**WHAT THIS EXERCISE ASKS**.
A: In the watermarking passage below, put this sentence into Spanish: "People perceive patterns more strongly than anything constant."
B: Output every line of the listing below as a JSON list of strings, one string per line, with blank lines and the picture left out.

**SOURCE EXTRACT**.
□ □ □ □ □ □ □
While having a symbol spectral width and symbol duration that matches the criterion of having a product of 1.0, there are cases where the product should be somewhat larger or smaller to optimize other aspects of the design. The optimum range of the product may be between 0.7 and 2.5. For smaller products, the ability to decode the symbols in noise (such as unrelated sound in the listener's environment) becomes progressively more impaired; for larger products, the channel capacity measured in terms of spectral bandwidth is being wasted, with a corresponding degradation in channel capacity.
While the previous discussion considers masking from the properties of the human auditory system, a more severe criterion appears from the properties of speech and speech-like audio. In this case, masking arises from individual phonemes, which typically have duration of 20-50 milliseconds. To achieve optimal performance, this may also be the symbol duration. Matching symbol duration to phoneme duration produces optimal masking for this type of audio. This duration then defines the range of spectral widths.
There are other reasons to match the temporal-spectral properties of the symbols to speech phonemes. As mentioned earlier, one of the goals is to better match the distance range between the radio source in the listener's environment with the range between that source and the watermark decoder. Ideally the listener and decoder should both succeed or both fail. There are at least two mechanisms that influence the range distance: (a) S/N ratio whereby the noise gets too large and destroys both intelligibility and decode ability, and (b) there is a natural temporal smearing produced by the physical acoustics of the listeners space, which includes spatial reflections from walls, reverberation from enclosed spaces, and dispersion produced by thermal waves which have a non-uniform speed of sound. Spatial acoustics produces temporal smearing such the multiple phonemes and symbols that would have occurred in an ordered sequence now exist simultaneously.
Mapping of a binary value into one of two audio segments, one of which represented a digital 1 and the other represents a digital 0, presents a wide range of choices. However, these choices are not arbitrary because of other constraints required to optimize performance. The pair of complementary audio segments representing the digital 1 and 0 of a symbol might be, for example, (a) two sine wave of different frequencies, (b) a noise burst and an interval of silence, (c) segments that differ in temporal structure, and so on. At this point in the discussion, we need to consider that these audio segments should sound as benign as possible if the masking is not adequate to make them in audible. The segments should also be maximally decodable at the listener's location.
If the pairs of audio segments (representing the binary 1 and 0 of a symbol) have the property that the average value of their product approaches 0, then they are considered orthogonal and maximally separable by the decoder. The symbols should also have uniform energy for the duration of the symbol, be spectrally uniform to minimize the likelihood of having a strong aural signature sound. An example may be white noise or a white noise-like audio segment. Importantly, the two segments should sound the same to the human ear so that the symbol sequences do not become perceptually detectable. Anything that is perceived as being uniform recedes into background without being perceptually prominent. People perceive patterns more strongly than anything constant. If the fragments representing a 1 or 0 sound the same then there is no pattern created by the watermarking payload of data.
The optimum design assumes that some speech may be inadequate to mask symbols at a level required for decoding. For this reason, audible messages should be designed to sound as benign as possible, producing the least amount of perceived degradation.
□ □ □ □ □ □ □
**MATERIAL SUPPLIED**.
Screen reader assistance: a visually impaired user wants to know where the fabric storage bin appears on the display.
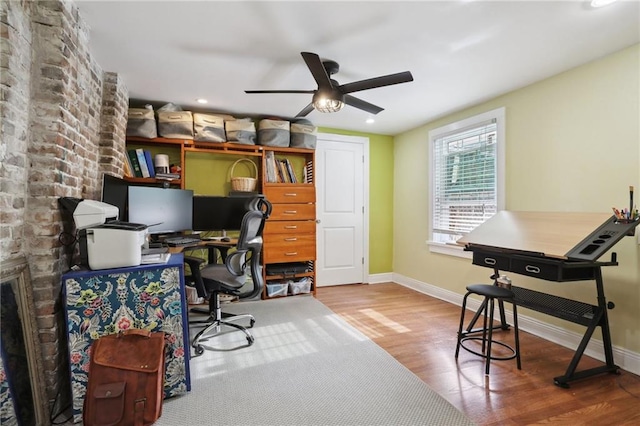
[193,112,227,142]
[158,111,193,139]
[267,282,289,297]
[289,277,311,295]
[258,119,289,147]
[224,118,256,145]
[290,120,318,149]
[127,108,158,139]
□ □ □ □ □ □ □
**SOLUTIONS BY TASK**.
A: Las personas perciben los patrones con más fuerza que cualquier cosa constante.

B:
[
  "Screen reader assistance: a visually impaired user wants to know where the fabric storage bin appears on the display.",
  "[193,112,227,142]",
  "[158,111,193,139]",
  "[267,282,289,297]",
  "[289,277,311,295]",
  "[258,119,289,147]",
  "[224,118,256,145]",
  "[290,120,318,149]",
  "[127,108,158,139]"
]